From the data below, set down exactly the lines between the one holding "negative clicks: (231, 157) (188, 219)" and the one holding "56L390 57L394 63L402", inclusive, and no others.
─── INPUT DATA ───
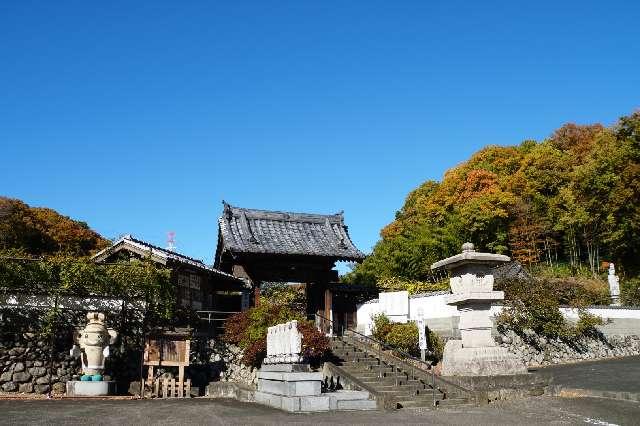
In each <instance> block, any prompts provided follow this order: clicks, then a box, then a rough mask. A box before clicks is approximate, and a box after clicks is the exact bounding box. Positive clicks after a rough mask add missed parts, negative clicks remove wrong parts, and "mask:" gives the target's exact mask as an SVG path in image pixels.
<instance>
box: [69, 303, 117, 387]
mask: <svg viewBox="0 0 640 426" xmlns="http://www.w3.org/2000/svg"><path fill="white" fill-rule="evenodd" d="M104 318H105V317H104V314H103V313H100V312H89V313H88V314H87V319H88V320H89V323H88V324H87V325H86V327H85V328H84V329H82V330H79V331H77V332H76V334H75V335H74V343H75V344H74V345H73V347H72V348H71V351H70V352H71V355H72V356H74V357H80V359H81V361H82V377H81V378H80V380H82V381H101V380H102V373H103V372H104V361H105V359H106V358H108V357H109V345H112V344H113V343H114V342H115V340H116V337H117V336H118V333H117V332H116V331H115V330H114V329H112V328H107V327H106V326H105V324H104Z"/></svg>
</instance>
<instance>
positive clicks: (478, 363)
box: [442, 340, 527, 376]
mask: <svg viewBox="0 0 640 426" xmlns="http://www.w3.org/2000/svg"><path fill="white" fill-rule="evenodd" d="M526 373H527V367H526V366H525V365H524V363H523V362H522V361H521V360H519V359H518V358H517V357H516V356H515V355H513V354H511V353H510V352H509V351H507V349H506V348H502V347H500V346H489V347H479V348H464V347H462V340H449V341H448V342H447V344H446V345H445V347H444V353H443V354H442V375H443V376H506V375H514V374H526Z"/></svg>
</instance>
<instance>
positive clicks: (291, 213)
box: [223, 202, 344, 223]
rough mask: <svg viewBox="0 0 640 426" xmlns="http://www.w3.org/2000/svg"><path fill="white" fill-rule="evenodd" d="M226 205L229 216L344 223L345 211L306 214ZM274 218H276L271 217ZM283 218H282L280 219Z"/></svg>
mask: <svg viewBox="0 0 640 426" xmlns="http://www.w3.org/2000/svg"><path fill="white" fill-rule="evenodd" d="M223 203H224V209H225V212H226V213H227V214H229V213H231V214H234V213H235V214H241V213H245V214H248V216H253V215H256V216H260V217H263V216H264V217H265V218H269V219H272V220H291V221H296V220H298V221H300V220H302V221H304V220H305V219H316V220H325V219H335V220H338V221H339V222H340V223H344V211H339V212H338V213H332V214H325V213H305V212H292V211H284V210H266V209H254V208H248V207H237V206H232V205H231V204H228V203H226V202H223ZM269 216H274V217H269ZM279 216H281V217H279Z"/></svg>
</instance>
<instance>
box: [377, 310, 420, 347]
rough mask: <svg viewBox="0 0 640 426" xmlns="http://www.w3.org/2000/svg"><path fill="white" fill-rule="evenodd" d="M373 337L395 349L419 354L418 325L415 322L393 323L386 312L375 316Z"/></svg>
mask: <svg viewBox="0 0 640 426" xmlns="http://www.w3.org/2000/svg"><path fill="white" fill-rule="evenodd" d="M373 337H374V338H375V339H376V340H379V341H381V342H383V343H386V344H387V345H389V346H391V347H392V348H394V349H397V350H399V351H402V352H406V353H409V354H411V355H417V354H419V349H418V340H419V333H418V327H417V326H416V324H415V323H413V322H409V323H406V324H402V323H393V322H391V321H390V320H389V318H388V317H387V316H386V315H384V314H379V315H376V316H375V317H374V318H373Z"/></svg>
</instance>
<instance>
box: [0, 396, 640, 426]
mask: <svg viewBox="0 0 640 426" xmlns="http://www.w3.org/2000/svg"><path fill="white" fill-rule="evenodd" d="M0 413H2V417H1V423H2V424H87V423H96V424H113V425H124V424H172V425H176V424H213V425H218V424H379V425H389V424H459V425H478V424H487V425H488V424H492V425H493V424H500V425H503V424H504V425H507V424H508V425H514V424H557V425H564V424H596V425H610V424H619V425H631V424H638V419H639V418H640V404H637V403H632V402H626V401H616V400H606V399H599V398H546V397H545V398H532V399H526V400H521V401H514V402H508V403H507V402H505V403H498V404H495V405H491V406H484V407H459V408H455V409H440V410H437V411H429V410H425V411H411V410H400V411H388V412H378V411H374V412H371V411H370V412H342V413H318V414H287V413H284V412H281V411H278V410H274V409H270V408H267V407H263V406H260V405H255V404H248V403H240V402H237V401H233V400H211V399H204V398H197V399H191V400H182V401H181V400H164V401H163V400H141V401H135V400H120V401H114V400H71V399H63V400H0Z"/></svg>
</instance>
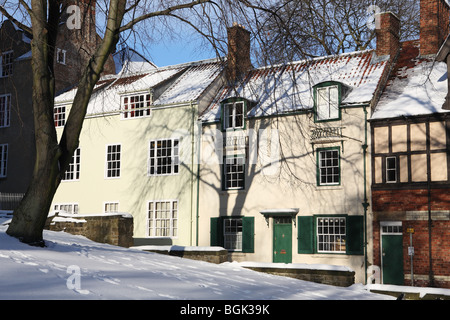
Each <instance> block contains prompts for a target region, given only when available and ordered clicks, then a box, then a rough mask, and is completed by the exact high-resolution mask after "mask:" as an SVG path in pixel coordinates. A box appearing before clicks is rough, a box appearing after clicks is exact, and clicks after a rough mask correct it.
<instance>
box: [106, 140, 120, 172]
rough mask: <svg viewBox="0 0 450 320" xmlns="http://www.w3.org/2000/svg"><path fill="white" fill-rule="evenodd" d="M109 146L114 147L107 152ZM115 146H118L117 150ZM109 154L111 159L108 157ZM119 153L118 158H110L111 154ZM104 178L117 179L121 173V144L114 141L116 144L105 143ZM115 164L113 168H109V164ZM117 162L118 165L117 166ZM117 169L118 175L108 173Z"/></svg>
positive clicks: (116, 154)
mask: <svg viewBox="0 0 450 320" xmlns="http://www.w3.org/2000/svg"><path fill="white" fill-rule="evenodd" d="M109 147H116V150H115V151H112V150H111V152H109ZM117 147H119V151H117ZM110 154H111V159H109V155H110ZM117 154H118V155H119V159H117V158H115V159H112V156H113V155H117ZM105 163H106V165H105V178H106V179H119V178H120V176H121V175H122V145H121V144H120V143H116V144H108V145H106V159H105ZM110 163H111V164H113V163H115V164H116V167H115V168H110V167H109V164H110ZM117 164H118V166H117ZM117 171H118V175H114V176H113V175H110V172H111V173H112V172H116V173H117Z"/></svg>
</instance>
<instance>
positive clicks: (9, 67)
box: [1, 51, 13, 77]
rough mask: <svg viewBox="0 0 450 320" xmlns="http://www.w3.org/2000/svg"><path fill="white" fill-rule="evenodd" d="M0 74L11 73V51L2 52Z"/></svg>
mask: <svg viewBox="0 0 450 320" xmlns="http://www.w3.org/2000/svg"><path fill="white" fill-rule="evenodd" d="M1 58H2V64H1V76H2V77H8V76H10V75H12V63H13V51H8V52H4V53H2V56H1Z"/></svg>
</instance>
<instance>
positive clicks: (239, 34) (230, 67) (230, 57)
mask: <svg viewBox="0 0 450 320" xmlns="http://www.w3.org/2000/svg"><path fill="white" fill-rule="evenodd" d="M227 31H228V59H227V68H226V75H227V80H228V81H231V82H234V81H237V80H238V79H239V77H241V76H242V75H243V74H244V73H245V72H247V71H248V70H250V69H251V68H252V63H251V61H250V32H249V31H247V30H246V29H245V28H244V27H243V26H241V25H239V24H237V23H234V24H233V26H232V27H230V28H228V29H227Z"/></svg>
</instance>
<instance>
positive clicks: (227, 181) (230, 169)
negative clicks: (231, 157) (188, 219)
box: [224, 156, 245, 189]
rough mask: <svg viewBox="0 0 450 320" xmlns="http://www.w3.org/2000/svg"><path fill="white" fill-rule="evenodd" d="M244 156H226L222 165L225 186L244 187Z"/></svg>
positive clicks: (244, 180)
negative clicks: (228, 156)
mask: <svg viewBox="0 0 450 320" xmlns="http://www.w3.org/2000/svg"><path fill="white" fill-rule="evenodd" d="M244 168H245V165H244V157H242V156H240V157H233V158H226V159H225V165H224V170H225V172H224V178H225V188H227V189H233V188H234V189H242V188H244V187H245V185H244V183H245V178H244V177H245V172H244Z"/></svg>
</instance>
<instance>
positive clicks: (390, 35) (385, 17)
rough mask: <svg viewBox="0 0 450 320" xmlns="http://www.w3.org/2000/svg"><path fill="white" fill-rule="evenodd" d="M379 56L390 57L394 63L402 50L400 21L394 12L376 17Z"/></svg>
───
─── INPUT DATA ───
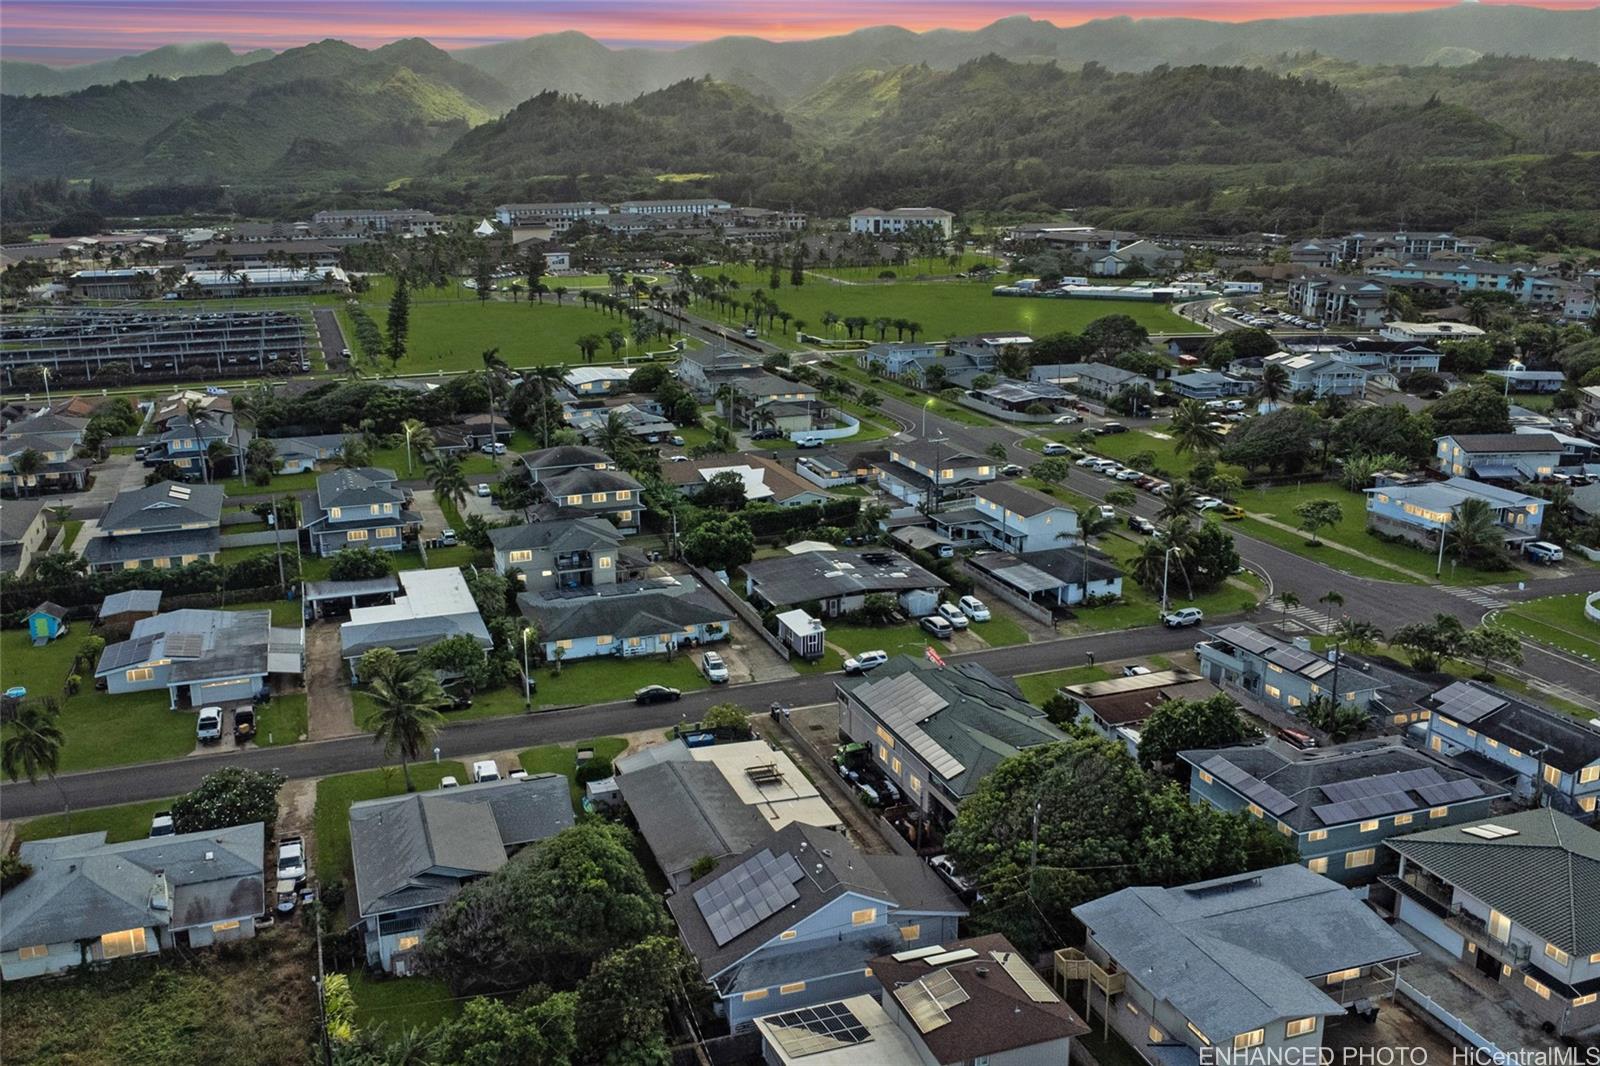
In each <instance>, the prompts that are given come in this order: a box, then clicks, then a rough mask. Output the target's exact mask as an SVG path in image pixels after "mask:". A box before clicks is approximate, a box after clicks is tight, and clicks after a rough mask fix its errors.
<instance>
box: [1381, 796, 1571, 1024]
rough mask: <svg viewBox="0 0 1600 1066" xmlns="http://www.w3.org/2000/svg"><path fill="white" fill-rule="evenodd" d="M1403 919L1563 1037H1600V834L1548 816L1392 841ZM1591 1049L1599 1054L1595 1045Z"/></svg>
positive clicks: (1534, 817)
───
─── INPUT DATA ───
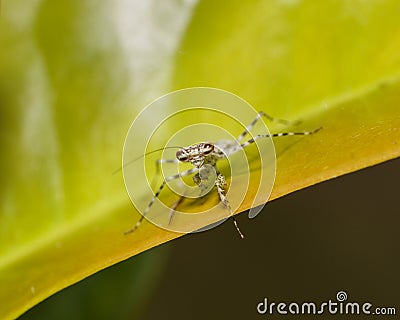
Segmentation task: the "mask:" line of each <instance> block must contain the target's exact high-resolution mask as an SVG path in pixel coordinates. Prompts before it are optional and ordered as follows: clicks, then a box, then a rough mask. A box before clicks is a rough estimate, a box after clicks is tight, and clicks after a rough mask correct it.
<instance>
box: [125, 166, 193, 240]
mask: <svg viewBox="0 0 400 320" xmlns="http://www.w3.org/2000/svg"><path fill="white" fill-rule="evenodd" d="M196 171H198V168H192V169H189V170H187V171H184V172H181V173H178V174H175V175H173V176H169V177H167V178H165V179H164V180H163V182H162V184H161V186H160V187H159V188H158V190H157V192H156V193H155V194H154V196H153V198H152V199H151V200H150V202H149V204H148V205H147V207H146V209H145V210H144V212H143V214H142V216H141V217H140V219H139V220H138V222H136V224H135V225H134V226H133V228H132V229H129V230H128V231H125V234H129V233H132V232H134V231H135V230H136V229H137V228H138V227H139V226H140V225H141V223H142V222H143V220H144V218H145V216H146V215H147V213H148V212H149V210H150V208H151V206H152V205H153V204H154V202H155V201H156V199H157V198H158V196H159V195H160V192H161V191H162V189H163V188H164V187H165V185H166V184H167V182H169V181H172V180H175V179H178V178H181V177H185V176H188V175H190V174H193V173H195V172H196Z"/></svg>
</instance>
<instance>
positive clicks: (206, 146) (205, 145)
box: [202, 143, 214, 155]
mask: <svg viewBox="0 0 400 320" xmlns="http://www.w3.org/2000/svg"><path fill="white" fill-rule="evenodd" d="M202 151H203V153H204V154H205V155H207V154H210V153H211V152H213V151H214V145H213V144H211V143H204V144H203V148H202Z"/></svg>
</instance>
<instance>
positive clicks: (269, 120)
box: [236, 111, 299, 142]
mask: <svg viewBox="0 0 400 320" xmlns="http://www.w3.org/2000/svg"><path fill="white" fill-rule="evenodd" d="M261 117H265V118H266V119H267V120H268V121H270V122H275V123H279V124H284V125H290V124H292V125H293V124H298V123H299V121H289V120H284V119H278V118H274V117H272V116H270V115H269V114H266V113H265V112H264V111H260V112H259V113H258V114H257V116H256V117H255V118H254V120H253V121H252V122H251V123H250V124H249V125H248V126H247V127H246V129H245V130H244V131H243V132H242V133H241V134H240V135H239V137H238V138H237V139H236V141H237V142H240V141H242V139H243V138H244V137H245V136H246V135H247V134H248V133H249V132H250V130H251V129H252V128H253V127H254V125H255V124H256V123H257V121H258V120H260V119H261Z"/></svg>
───
SOLUTION TO THIS PROBLEM:
negative clicks: (231, 157) (188, 219)
box: [224, 156, 245, 189]
rough mask: <svg viewBox="0 0 450 320" xmlns="http://www.w3.org/2000/svg"><path fill="white" fill-rule="evenodd" d="M244 156H226L222 165L225 186L244 187Z"/></svg>
positive clicks: (244, 180)
negative clicks: (228, 156)
mask: <svg viewBox="0 0 450 320" xmlns="http://www.w3.org/2000/svg"><path fill="white" fill-rule="evenodd" d="M244 168H245V165H244V157H242V156H240V157H233V158H226V159H225V165H224V170H225V172H224V178H225V188H227V189H233V188H234V189H242V188H244V187H245V185H244V183H245V178H244V177H245V172H244Z"/></svg>
</instance>
<instance>
positive clicks: (390, 35) (385, 17)
rough mask: <svg viewBox="0 0 450 320" xmlns="http://www.w3.org/2000/svg"><path fill="white" fill-rule="evenodd" d="M379 56L390 57L394 63L402 50L400 21L394 12L376 17Z"/></svg>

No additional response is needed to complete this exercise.